Many people on both the right and the left are outraged at the idea of using taxpayer money to bail out America’s financial system. They’re right to be outraged, but doing nothing isn’t a serious option. Right now, players throughout the system are refusing to lend and hoarding cash — and this collapse of credit reminds many economists of the run on the banks that brought on the Great Depression.

It’s true that we don’t know for sure that the parallel is a fair one. Maybe we can let Wall Street implode and Main Street would escape largely unscathed. But that’s not a chance we want to take.

So the grown-up thing is to do something to rescue the financial system. The big question is, are there any grown-ups around — and will they be able to take charge?

Earlier this week, Henry Paulson, the Treasury secretary, tried to convince Congress that he was the grown-up in the room, come to protect us from danger. And he demanded total authority over the rescue: $700 billion to be used at his discretion, with immunity for future review.

Congress balked. No government official should be entrusted with that kind of monarchical privilege, least of all an official belonging to the administration that misled America into war. Furthermore, Mr. Paulson’s track record is anything but reassuring: he was way behind the curve in appreciating the depth of the nation’s financial woes, and it’s partly his fault that we’ve reached the current moment of meltdown.

> _Dataset excerpts_

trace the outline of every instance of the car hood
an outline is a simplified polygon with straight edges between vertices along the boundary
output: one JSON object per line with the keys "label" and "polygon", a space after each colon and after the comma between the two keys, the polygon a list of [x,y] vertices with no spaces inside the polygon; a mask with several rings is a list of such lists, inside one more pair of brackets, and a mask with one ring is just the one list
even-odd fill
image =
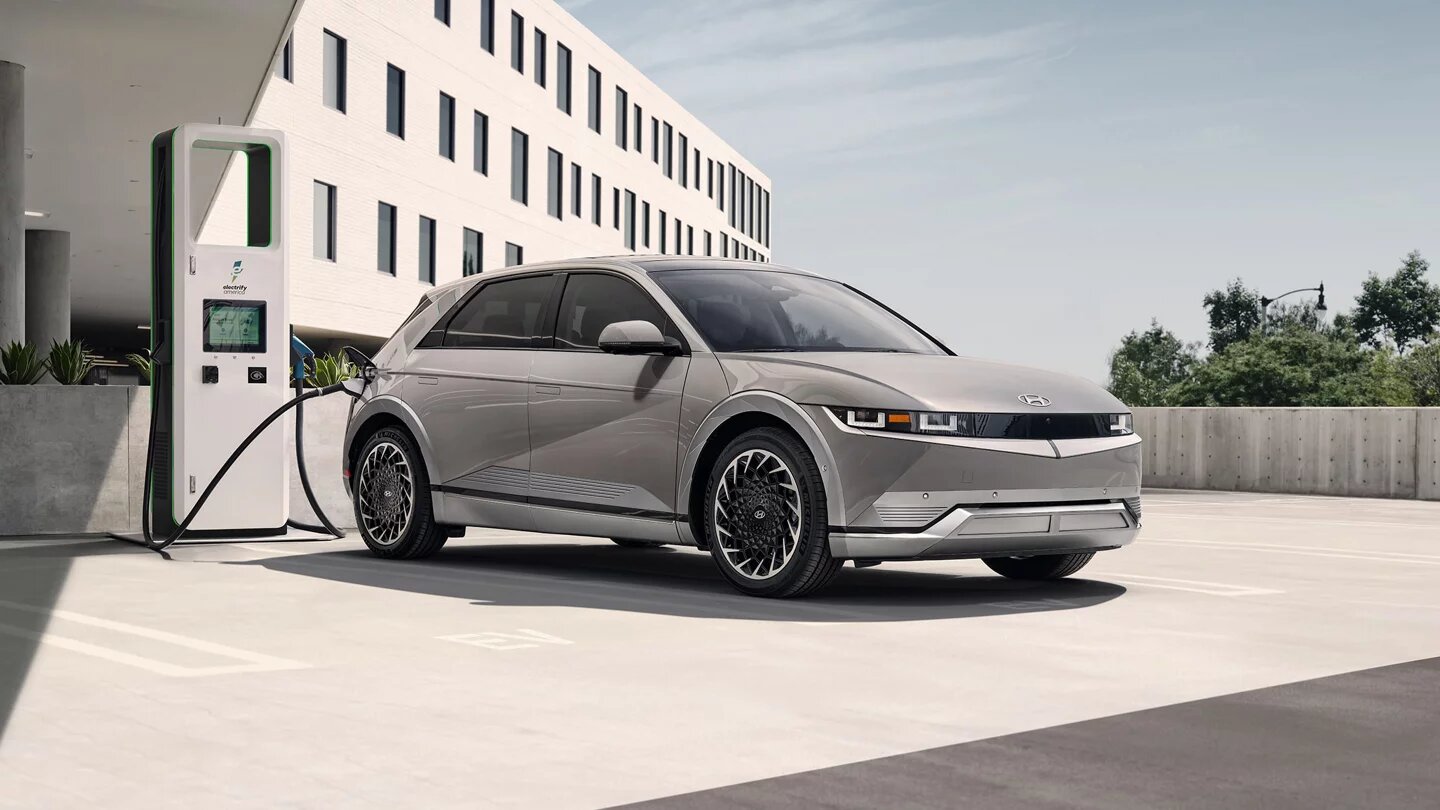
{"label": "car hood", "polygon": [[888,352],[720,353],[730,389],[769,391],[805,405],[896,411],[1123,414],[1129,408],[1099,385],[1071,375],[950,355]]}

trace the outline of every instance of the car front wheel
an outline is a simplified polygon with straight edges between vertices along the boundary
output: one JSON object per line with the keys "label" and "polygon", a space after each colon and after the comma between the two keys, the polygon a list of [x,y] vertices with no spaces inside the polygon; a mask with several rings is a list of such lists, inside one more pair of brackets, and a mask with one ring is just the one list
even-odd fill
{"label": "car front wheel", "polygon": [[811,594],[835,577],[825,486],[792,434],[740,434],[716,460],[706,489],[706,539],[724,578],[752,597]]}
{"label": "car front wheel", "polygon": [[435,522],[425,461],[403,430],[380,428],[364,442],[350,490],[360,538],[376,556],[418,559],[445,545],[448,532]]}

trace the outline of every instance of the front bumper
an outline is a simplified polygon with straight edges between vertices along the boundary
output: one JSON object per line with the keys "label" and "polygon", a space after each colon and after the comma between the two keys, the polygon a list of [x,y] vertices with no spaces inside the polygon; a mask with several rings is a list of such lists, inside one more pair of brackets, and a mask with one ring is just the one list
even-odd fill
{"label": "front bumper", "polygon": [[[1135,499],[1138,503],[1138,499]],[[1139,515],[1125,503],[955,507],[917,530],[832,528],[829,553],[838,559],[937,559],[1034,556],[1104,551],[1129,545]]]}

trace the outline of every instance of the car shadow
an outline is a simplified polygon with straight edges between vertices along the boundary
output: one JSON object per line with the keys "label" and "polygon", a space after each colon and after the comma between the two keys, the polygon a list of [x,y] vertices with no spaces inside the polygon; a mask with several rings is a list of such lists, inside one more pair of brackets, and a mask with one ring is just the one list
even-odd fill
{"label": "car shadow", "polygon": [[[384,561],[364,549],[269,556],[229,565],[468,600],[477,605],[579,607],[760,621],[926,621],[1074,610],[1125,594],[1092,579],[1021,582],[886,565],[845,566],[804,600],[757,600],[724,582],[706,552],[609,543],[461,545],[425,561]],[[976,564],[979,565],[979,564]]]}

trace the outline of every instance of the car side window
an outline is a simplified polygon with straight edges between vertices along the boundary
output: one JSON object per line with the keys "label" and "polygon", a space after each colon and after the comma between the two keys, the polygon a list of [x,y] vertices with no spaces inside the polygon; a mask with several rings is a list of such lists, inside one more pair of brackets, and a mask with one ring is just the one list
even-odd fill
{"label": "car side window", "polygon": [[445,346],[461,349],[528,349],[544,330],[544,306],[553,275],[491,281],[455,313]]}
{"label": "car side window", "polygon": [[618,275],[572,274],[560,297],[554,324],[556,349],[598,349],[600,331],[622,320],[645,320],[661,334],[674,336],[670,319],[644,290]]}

> _Tasks to carry out_
1. Output everything in the bailout text from "So the grown-up" down to "moment of meltdown.".
2. In the bailout text, how much money did Henry Paulson demand for the rescue?
3. Write the next part of the text on the financial bailout, picking up after its final sentence.
The records were taken from a different source than the text about the bailout.

> _Answers to each task_
1.
So the grown-up thing is to do something to rescue the financial system. The big question is, are there any grown-ups around — and will they be able to take charge?

Earlier this week, Henry Paulson, the Treasury secretary, tried to convince Congress that he was the grown-up in the room, come to protect us from danger. And he demanded total authority over the rescue: $700 billion to be used at his discretion, with immunity for future review.

Congress balked. No government official should be entrusted with that kind of monarchical privilege, least of all an official belonging to the administration that misled America into war. Furthermore, Mr. Paulson’s track record is anything but reassuring: he was way behind the curve in appreciating the depth of the nation’s financial woes, and it’s partly his fault that we’ve reached the current moment of meltdown.

2. $700 billion

3.
Besides, Mr. Paulson never offered a convincing explanation of how his plan was supposed to work — and the judgment of many economists was, in fact, that it wouldn’t work unless it amounted to a huge welfare program for the financial industry.

But if Mr. Paulson isn’t the grown-up we need, are Congressional leaders ready and able to fill the role?

Well, the bipartisan “agreement on principles” released on Thursday looks a lot better than the original Paulson plan. In fact, it puts Mr. Paulson himself under much-needed adult supervision, calling for an oversight board “with cease and desist authority.” It also limits Mr. Paulson’s allowance: he only (only!) gets to use $250 billion right away.

Meanwhile, the agreement calls for limits on executive pay at firms that get federal money. Most important, it “requires that any transaction include equity sharing.”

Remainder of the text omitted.